> [Supplied text]:
# Can I occasionally feed my sulcata rabbit pellets?



## gustaf (Dec 17, 2013)

My sulcata has a large yard. He never runs out of grass and weeds of various types to eat. We have a rabbit and i wondered if my sulcata would eat rabbit food. I looked at the ingredients and it didnt seem to have anything in it that Mazuri didnt have. (Except Mazuri has more stuff.) So i moistened it and mixed it with a few greens. He chowed down on it. He really seemed to like it. I figure he gets just about everything he needs from the yard but i do offer cuddle bones for him. Do u guys think it would be ok to feed it to him occasionally as a treat?


----------



## Yvonne G (Dec 17, 2013)

If I'm not mistaken, rabbit food is manufactured with rabbits in mind, so it contains vitamins and minerals for rabbits. I think a bit as an occasional treat isn't going to harm your tortoise, but I wouldn't use it on a regular basis.

> [Entries shown]:
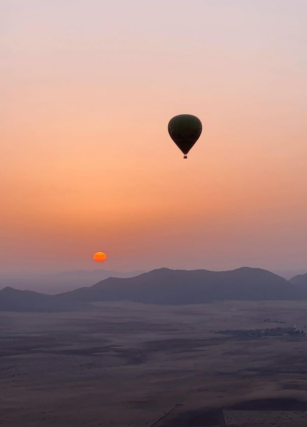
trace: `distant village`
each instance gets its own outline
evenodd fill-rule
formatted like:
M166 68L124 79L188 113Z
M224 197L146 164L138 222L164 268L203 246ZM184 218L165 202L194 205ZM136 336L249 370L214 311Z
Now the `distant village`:
M230 335L236 335L239 337L245 337L253 338L259 338L262 337L281 337L283 335L291 335L297 336L303 336L305 332L303 330L297 329L295 327L283 328L281 327L277 328L269 328L266 329L226 329L226 330L219 330L215 333L223 333Z

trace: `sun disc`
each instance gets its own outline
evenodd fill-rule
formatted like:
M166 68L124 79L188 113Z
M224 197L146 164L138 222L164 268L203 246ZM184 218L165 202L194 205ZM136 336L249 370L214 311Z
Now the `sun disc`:
M93 258L96 262L103 262L107 259L107 254L99 251L98 252L95 252Z

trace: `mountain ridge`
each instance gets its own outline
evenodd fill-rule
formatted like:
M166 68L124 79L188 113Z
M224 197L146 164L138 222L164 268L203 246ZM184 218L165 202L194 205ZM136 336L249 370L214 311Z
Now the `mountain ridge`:
M307 276L307 274L306 274ZM48 295L7 286L0 291L0 310L72 310L102 301L187 304L214 300L307 299L305 287L260 268L173 270L162 267L131 278L109 277L91 286Z

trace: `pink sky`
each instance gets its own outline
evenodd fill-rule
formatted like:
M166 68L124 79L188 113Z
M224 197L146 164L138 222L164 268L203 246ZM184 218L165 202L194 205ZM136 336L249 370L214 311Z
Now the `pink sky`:
M304 0L0 7L0 271L307 271Z

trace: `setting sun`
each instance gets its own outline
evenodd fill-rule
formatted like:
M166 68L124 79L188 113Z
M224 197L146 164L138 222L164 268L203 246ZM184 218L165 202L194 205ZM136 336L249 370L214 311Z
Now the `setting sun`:
M103 262L107 259L107 255L104 252L95 252L93 258L96 262Z

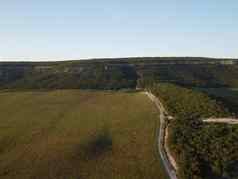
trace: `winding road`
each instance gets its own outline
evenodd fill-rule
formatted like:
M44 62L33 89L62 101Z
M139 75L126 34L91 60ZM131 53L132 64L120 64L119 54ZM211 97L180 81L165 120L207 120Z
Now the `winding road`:
M156 107L158 108L160 112L160 127L159 127L159 136L158 136L158 149L159 154L162 159L163 165L165 167L165 170L169 176L170 179L177 179L176 176L176 170L174 169L173 164L169 160L168 152L166 152L164 145L165 145L165 131L166 131L166 123L165 119L167 118L168 114L163 107L162 103L159 101L157 97L155 97L150 92L145 92L145 94L149 97L149 99L155 103Z

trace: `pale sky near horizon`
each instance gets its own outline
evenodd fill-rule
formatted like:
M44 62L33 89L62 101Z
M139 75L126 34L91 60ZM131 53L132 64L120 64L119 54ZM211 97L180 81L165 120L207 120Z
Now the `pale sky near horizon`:
M0 0L0 61L238 57L237 0Z

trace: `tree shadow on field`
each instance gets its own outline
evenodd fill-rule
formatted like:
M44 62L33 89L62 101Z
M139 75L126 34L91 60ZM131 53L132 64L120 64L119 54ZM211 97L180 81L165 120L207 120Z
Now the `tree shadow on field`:
M83 158L95 159L112 151L112 136L108 130L96 133L83 147Z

> [Stated goal]:
In one to three sentences, please explain why Yvonne G, in the forum thread about feeding rabbit pellets to a sulcata, would not give rabbit food on a regular basis.

> [Answer below]:
Yvonne G believes rabbit food is made with rabbits in mind, so its vitamins and minerals are meant for rabbits. She thinks a little as an occasional treat won't harm the tortoise, but she wouldn't make it a regular part of its diet.